• [PROBLEM TO SOLVE] The lines from the top of the records below through the one containing "box: [362, 93, 415, 156]" are to be transcribed exactly, and nothing else is to be added.

>>>

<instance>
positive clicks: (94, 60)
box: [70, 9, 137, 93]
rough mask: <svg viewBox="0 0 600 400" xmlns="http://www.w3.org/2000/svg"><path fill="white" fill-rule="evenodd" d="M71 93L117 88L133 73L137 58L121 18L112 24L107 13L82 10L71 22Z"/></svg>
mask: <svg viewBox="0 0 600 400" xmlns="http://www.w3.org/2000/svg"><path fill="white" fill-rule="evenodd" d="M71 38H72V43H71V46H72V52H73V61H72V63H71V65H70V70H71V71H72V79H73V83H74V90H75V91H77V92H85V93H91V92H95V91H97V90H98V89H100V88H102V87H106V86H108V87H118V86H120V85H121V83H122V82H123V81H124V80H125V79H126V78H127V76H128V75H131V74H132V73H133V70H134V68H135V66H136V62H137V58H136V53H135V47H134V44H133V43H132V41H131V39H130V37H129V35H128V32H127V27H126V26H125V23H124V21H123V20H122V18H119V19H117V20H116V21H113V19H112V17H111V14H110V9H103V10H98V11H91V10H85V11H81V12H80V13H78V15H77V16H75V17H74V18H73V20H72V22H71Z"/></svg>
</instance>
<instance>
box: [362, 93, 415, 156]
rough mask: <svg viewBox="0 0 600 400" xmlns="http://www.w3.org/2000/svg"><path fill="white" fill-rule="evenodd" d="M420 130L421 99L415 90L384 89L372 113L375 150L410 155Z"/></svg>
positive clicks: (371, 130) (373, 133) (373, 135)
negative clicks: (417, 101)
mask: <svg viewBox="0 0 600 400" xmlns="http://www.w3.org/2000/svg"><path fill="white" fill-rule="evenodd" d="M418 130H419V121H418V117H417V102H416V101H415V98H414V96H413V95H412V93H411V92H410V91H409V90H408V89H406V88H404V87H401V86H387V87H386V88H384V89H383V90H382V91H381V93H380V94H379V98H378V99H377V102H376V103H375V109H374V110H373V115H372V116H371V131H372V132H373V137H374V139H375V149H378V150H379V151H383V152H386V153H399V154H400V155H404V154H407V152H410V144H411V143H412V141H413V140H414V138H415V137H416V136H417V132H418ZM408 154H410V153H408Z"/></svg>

<<<

• [SOLUTION TO THIS EXERCISE]
<instance>
positive clicks: (94, 60)
box: [70, 9, 137, 93]
rough mask: <svg viewBox="0 0 600 400" xmlns="http://www.w3.org/2000/svg"><path fill="white" fill-rule="evenodd" d="M71 93L117 88L133 73L137 58L121 18L112 24L107 13L82 10L71 22Z"/></svg>
mask: <svg viewBox="0 0 600 400" xmlns="http://www.w3.org/2000/svg"><path fill="white" fill-rule="evenodd" d="M71 38H72V43H71V46H72V52H73V61H72V63H71V65H70V70H71V71H72V79H73V83H74V90H75V91H77V92H85V93H91V92H95V91H97V90H98V89H100V88H102V87H106V86H108V87H118V86H120V85H121V83H122V82H123V81H124V80H125V79H126V78H127V76H128V75H131V74H132V73H133V70H134V68H135V66H136V62H137V58H136V53H135V47H134V44H133V43H132V41H131V39H130V37H129V35H128V32H127V27H126V26H125V23H124V21H123V20H122V18H119V19H117V20H116V21H113V19H112V17H111V14H110V9H103V10H98V11H91V10H85V11H81V12H80V13H78V15H77V16H75V17H74V18H73V20H72V22H71Z"/></svg>
</instance>
<instance>
box: [362, 93, 415, 156]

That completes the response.